WHAT THIS TASK INVOLVES ->
Please repeat the records beneath this task exactly as they appear, but skip the images.

[Stored data entries]
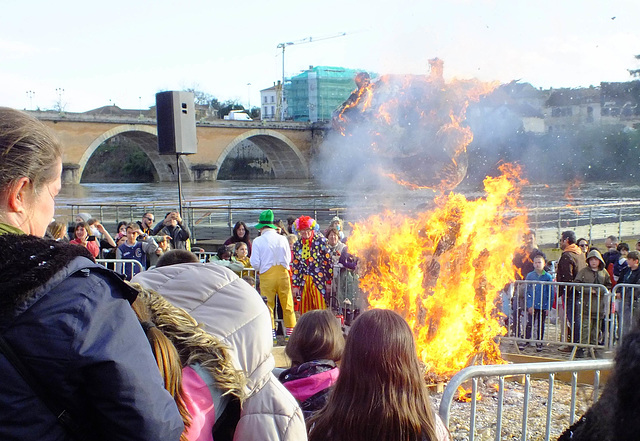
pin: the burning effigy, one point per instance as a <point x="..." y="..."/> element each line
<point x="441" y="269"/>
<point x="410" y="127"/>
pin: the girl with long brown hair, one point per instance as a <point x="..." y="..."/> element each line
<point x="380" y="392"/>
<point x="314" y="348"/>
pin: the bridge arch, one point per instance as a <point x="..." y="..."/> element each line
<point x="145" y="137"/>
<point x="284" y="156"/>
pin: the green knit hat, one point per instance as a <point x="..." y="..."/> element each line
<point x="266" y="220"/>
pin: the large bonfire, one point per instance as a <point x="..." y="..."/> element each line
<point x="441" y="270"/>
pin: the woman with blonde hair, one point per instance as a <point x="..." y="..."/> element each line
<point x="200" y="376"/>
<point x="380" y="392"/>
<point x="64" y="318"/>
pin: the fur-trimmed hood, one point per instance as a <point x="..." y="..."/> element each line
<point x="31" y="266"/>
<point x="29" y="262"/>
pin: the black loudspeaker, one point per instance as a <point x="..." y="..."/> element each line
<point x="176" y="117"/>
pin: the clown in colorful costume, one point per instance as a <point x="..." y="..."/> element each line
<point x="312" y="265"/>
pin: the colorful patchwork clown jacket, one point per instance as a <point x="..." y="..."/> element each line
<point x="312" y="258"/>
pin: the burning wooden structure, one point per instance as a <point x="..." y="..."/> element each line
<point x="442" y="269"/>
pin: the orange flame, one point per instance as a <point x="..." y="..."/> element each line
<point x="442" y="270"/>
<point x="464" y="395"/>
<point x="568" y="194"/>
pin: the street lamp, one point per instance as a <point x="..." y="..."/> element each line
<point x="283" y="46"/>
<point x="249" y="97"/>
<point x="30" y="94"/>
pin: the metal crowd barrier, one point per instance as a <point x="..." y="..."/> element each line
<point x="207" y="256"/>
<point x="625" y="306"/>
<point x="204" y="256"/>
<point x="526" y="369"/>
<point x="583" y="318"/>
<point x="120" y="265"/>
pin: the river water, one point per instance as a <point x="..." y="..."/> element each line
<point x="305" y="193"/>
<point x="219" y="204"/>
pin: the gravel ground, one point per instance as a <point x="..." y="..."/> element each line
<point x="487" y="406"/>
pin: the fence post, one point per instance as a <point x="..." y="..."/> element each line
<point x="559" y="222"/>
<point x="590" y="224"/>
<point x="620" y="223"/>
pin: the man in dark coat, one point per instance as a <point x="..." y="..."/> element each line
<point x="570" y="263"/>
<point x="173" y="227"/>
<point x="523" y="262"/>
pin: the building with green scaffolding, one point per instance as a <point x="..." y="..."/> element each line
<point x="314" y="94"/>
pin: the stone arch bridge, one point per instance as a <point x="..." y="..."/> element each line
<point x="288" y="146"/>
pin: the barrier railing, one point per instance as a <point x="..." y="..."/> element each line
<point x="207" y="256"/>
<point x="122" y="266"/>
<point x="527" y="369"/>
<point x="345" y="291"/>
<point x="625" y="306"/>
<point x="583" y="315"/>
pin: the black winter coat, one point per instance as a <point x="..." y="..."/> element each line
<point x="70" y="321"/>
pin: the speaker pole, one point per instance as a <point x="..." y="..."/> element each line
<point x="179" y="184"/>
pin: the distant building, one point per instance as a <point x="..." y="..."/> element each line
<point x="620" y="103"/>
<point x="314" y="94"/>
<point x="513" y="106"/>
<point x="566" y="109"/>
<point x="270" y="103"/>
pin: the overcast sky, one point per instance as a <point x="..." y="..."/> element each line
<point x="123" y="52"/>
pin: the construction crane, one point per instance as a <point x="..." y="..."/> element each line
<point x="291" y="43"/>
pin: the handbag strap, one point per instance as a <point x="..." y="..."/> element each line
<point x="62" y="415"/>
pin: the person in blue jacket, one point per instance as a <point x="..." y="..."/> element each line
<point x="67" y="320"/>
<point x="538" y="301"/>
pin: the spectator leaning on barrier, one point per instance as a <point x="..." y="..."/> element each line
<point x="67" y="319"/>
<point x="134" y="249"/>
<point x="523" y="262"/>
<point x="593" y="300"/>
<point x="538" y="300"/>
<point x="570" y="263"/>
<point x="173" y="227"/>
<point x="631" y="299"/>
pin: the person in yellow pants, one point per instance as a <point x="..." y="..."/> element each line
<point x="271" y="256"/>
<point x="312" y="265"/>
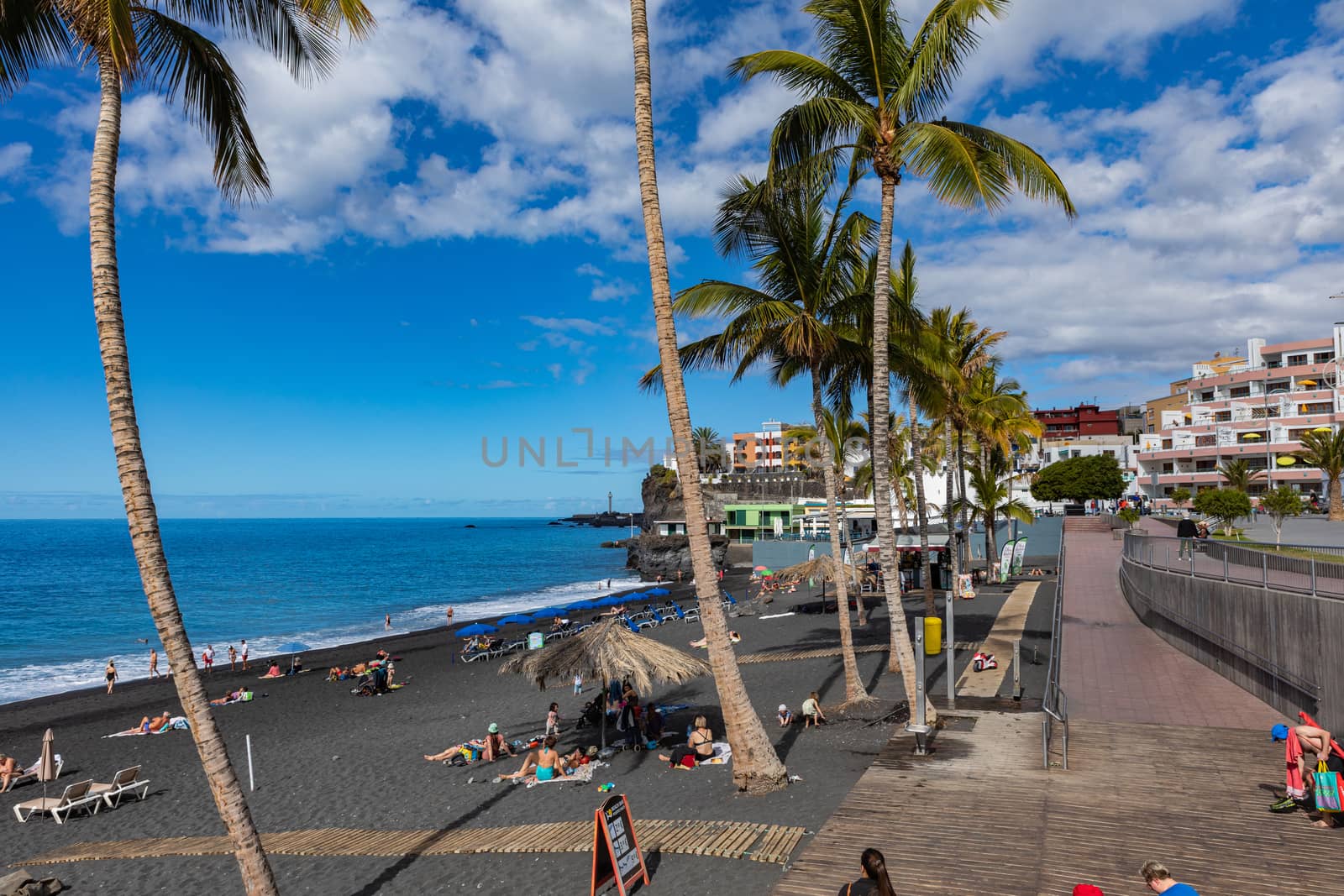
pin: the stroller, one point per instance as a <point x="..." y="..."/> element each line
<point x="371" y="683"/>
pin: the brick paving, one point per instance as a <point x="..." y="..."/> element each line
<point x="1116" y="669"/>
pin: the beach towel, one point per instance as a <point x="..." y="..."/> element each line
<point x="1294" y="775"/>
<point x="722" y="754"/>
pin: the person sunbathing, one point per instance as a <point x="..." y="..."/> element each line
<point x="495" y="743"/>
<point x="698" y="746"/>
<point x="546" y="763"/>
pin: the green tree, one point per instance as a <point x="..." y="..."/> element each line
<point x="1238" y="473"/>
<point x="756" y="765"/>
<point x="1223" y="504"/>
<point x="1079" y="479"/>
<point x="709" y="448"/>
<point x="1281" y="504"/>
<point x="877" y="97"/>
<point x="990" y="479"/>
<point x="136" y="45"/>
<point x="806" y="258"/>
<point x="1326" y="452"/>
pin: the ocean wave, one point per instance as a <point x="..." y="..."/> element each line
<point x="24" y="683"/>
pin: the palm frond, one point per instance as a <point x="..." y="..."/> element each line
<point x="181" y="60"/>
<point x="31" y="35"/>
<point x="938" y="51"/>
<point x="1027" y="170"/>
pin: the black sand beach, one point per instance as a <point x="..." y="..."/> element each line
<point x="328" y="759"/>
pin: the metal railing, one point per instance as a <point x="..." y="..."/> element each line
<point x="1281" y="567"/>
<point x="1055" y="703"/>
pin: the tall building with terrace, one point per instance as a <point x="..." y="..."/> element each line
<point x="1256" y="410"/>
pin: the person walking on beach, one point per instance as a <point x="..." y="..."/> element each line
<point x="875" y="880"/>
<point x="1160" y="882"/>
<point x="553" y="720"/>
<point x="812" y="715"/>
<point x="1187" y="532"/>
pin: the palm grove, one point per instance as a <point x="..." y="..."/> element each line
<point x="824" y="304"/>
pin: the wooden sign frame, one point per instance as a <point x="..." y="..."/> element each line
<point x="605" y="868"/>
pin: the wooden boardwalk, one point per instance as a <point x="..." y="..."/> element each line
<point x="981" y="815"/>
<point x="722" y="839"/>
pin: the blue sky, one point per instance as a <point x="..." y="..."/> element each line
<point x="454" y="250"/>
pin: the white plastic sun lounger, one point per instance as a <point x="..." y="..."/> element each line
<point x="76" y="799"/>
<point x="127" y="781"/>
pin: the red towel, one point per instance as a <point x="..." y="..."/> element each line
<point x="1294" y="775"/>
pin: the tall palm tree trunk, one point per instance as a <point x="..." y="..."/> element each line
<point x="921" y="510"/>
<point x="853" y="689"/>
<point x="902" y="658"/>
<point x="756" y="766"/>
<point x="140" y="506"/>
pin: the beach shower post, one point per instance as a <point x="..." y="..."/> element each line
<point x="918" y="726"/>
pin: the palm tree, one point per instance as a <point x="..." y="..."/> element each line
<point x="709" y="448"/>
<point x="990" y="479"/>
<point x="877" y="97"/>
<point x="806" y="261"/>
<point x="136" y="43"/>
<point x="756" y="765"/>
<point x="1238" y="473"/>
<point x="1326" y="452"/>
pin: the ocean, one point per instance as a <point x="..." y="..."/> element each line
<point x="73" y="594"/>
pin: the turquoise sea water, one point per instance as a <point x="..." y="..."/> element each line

RESULT OF THIS TASK ->
pin: the burning effigy, one point per instance as a <point x="..." y="..."/> element each line
<point x="441" y="269"/>
<point x="410" y="127"/>
pin: the girl with long brown hair, one point per instance as a <point x="..." y="..."/> element each line
<point x="380" y="392"/>
<point x="314" y="348"/>
pin: the bridge arch, one point per instance as a <point x="..." y="..."/> element each line
<point x="145" y="137"/>
<point x="284" y="156"/>
pin: the green knit hat, one point per instance as a <point x="..." y="..."/> element each line
<point x="266" y="220"/>
pin: the large bonfire, one point per instance as a <point x="..." y="..."/> element each line
<point x="441" y="270"/>
pin: the woman with blonde hair, one point per instance as a <point x="..." y="..."/> element each line
<point x="200" y="376"/>
<point x="380" y="392"/>
<point x="64" y="318"/>
pin: the fur-trimmed hood, one point per instance as a <point x="..." y="..."/> element each line
<point x="31" y="266"/>
<point x="29" y="262"/>
pin: the black loudspeaker, one point per instance as a <point x="..." y="..."/> element each line
<point x="176" y="117"/>
pin: the clown in colorful costume, one point per instance as a <point x="..." y="..."/> element each line
<point x="312" y="265"/>
pin: the colorful patchwork clown jacket, one point per instance as a <point x="..." y="..."/> element each line
<point x="312" y="258"/>
pin: the burning wooden structure, one point per instance as a <point x="..." y="..."/> element each line
<point x="442" y="269"/>
pin: the orange flame, one point per instance as a <point x="..." y="..."/> element each line
<point x="442" y="270"/>
<point x="464" y="395"/>
<point x="568" y="194"/>
pin: the street lamp, one point per instance as a <point x="..." y="..."/> element each line
<point x="283" y="46"/>
<point x="249" y="97"/>
<point x="30" y="94"/>
pin: the metal crowd barrier, one point per instance as a <point x="..." y="..."/> element each line
<point x="207" y="256"/>
<point x="625" y="306"/>
<point x="204" y="256"/>
<point x="526" y="369"/>
<point x="583" y="318"/>
<point x="120" y="265"/>
pin: the river water, one point per instance as a <point x="..." y="..."/> element each line
<point x="305" y="193"/>
<point x="219" y="204"/>
pin: the gravel ground, one point per instance as a <point x="..." y="..."/> element each line
<point x="487" y="406"/>
pin: the fence post, one point per instance as a <point x="..." y="..."/> element each line
<point x="559" y="222"/>
<point x="590" y="224"/>
<point x="620" y="223"/>
pin: the man in dark coat, one point per instance as a <point x="..." y="..."/> element each line
<point x="570" y="263"/>
<point x="173" y="227"/>
<point x="523" y="262"/>
pin: the building with green scaffolding, one point per instance as a <point x="..." y="..."/> element each line
<point x="314" y="94"/>
pin: the stone arch bridge, one point per instance as a <point x="..." y="..."/> element each line
<point x="288" y="146"/>
pin: the barrier railing, one point per instance as a <point x="..." y="..."/> element each line
<point x="207" y="256"/>
<point x="122" y="266"/>
<point x="527" y="369"/>
<point x="345" y="291"/>
<point x="625" y="306"/>
<point x="583" y="315"/>
pin: the black winter coat, one point per instance as a <point x="..." y="..."/> element each line
<point x="70" y="321"/>
pin: the speaker pole, one point per instance as a <point x="..." y="..."/> element each line
<point x="179" y="184"/>
pin: the distant building, one point per instance as a <point x="..." y="..."/> element each line
<point x="620" y="103"/>
<point x="314" y="94"/>
<point x="513" y="106"/>
<point x="566" y="109"/>
<point x="270" y="103"/>
pin: the overcast sky, one point per instance as a <point x="..." y="..."/> element each line
<point x="123" y="52"/>
pin: the construction crane, one point per instance as a <point x="..." y="..."/> element each line
<point x="291" y="43"/>
pin: the handbag strap, one point per instance as a <point x="..." y="..."/> element each line
<point x="62" y="415"/>
pin: the person in blue jacket, one point per instance as a <point x="..." y="..."/> element each line
<point x="67" y="320"/>
<point x="538" y="301"/>
pin: the spectator leaning on barrier, one point per instance as a <point x="..." y="..."/> element each line
<point x="67" y="319"/>
<point x="134" y="249"/>
<point x="523" y="262"/>
<point x="593" y="300"/>
<point x="538" y="300"/>
<point x="570" y="263"/>
<point x="173" y="227"/>
<point x="631" y="299"/>
pin: the person in yellow pants, one point per instance as a <point x="..." y="..."/> element each line
<point x="271" y="256"/>
<point x="312" y="265"/>
pin: the stroller, one point per instance as a <point x="..." y="..."/> element each line
<point x="371" y="683"/>
pin: the brick paving, one point per instance as a <point x="..." y="..."/> element each line
<point x="1116" y="669"/>
pin: the beach towel, one point per instance as a <point x="..." y="..."/> element each line
<point x="1294" y="775"/>
<point x="722" y="754"/>
pin: the person sunbathing, one point per instance as a <point x="..." y="..."/> element each line
<point x="495" y="743"/>
<point x="698" y="746"/>
<point x="546" y="763"/>
pin: the green tree, one point per instance as a <point x="..." y="..."/> element each line
<point x="1238" y="473"/>
<point x="756" y="765"/>
<point x="1223" y="504"/>
<point x="1079" y="479"/>
<point x="709" y="448"/>
<point x="1281" y="504"/>
<point x="877" y="97"/>
<point x="990" y="479"/>
<point x="136" y="45"/>
<point x="806" y="258"/>
<point x="1326" y="452"/>
pin: the ocean wave, one point per instance as a <point x="..." y="..."/> element each line
<point x="24" y="683"/>
pin: the palm frond, one point per instance as a <point x="..." y="..."/> element each line
<point x="181" y="60"/>
<point x="31" y="35"/>
<point x="938" y="51"/>
<point x="1027" y="170"/>
pin: the black sand beach, one point per instance as a <point x="..." y="..."/> element each line
<point x="328" y="759"/>
pin: the metal railing, one point per instance as a <point x="..." y="..."/> element each line
<point x="1281" y="567"/>
<point x="1055" y="703"/>
pin: the tall building with terrace, one point per instance as a <point x="..." y="..."/> element each line
<point x="1256" y="410"/>
pin: the person walking on beach, one point per instance as a <point x="..." y="..."/> element each line
<point x="875" y="880"/>
<point x="1160" y="882"/>
<point x="553" y="720"/>
<point x="812" y="715"/>
<point x="1187" y="532"/>
pin: the palm grove, one point per instance as a <point x="..." y="..."/> element each line
<point x="824" y="304"/>
pin: the wooden sign frame, one point per instance as a <point x="..." y="..."/> element each line
<point x="605" y="868"/>
pin: the wooden boardwalk, one point per instance as a <point x="..." y="..."/> element each line
<point x="981" y="815"/>
<point x="722" y="839"/>
pin: the blue sky, one point per instance as a <point x="..." y="..."/> element each line
<point x="454" y="250"/>
pin: the white plastic sun lounger, one point per instance as a <point x="..." y="..."/> element each line
<point x="76" y="799"/>
<point x="127" y="781"/>
pin: the red towel, one point per instance as a <point x="..." y="..."/> element each line
<point x="1294" y="775"/>
pin: the tall palm tree trunk, one point per instance as a <point x="..." y="..."/> element each line
<point x="921" y="510"/>
<point x="853" y="689"/>
<point x="902" y="658"/>
<point x="756" y="766"/>
<point x="140" y="506"/>
pin: the beach shower post, one point per instance as a <point x="..." y="..."/> element each line
<point x="918" y="726"/>
pin: the palm tree, one point per instance as a <point x="..." y="..."/> element each line
<point x="709" y="448"/>
<point x="990" y="479"/>
<point x="877" y="97"/>
<point x="806" y="261"/>
<point x="136" y="43"/>
<point x="756" y="765"/>
<point x="1238" y="473"/>
<point x="1326" y="452"/>
pin: the ocean, one point per instance as a <point x="..." y="..."/> element each line
<point x="73" y="594"/>
pin: the turquoise sea water, one point per instance as a <point x="..." y="..."/> element each line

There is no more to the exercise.